# SELECTED EXTRACT:
No, You Shouldn’t Be Making Your Own Hand Sanitiser

Stocks of alcohol gel may be running low in the coronavirus outbreak, but soap and water is better than a homemade solution.

With reports of people stockpiling hand sanitiser, some are making it at home to protect themselves against coronavirus – with recipes circulating online.

But there’s little evidence these homemade solutions – usually made from aloe vera gel and alcohol – actually work.

Public Health England confirmed to HuffPost UK that it is not recommending people make their own hand gels at home.

If you’re struggling to get your hands on a shop-bought gel, PHE says you should stick to soap and water – and wash your hands for the time it takes to sing Happy Birthday twice.

“The best way to protect yourself from infections like coronavirus is to regularly wash your hands with soap and water,” said Dr Nick Phin, deputy director at the National Infection Service, PHE, adding that “proper hand washing is the most effective method and this should be your first choice”.

Dr Jenna Macciochi, an immunologist based at Sussex University, explains that alcohol-based sanitisers that have more than 60% alcohol are considered best – but homemade solutions may not be up to scratch.

“I wouldn’t try and make your own sanitiser at home,” she advises. “It’s not necessary for most people who have access to regular hand washing with soap and water, which is perfectly sufficient. [Homemade sanitiser] will most likely be less effective than ones that you can buy and have a known amount of alcohol in them.”

Dr Macciochi adds that you may also damage your skin with a homemade solution, if you don’t know the concentrations of the ingredients you’re using.

Always prioritise proper hand washing first, she advises. Sanitisers – homemade or not – may “damage your natural microbiome” with persistent use. It’s also possible that other microbes like bacteria may start to become resistant.

# AVAILABLE DATA:

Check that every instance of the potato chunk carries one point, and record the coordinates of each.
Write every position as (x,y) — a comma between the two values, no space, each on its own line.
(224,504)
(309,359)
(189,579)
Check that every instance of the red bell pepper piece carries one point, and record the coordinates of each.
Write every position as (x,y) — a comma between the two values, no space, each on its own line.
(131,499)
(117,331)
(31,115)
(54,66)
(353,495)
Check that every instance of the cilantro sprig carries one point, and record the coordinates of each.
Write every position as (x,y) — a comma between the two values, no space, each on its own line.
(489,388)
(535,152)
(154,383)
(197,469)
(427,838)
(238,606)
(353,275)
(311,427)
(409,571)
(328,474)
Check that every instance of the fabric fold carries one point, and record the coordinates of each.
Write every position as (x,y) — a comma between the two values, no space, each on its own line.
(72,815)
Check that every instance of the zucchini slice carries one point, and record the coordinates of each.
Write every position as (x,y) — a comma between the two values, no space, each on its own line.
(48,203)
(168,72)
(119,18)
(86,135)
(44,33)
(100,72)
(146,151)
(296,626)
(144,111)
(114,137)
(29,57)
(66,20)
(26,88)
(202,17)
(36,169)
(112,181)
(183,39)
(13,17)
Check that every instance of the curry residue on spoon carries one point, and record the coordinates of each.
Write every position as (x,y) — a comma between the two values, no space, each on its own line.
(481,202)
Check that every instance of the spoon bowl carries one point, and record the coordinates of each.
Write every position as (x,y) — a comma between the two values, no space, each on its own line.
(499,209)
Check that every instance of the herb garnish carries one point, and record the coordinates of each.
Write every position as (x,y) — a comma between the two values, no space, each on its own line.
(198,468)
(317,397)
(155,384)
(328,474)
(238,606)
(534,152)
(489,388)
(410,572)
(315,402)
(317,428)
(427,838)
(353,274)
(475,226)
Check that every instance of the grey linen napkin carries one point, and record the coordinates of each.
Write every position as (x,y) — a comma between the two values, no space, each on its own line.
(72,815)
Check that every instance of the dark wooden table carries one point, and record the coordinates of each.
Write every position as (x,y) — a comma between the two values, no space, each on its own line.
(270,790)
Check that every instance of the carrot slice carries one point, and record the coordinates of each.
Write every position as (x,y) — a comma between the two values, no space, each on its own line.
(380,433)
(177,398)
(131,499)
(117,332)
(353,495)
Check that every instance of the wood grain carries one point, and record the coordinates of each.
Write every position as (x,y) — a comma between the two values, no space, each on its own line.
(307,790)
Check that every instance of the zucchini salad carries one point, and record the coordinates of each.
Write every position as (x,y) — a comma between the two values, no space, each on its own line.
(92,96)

# LIST OF TASKS:
**a)** Answer these questions using the article on homemade hand sanitizer.
(i) What are the homemade solutions usually made from?
(ii) What alcohol content makes a sanitizer considered best?
(iii) For how long does PHE say you should wash your hands?
**b)** Translate this sentence from the article on homemade hand sanitizer into Spanish: "But there’s little evidence these homemade solutions – usually made from aloe vera gel and alcohol – actually work."
The rows stand apart from the article and are separate material.

# ANSWERS:
**a)**
(i) Aloe vera gel and alcohol.
(ii) More than 60% alcohol.
(iii) For the time it takes to sing Happy Birthday twice.

**b)** Pero hay pocas pruebas de que estas soluciones caseras —normalmente hechas con gel de aloe vera y alcohol— funcionen realmente.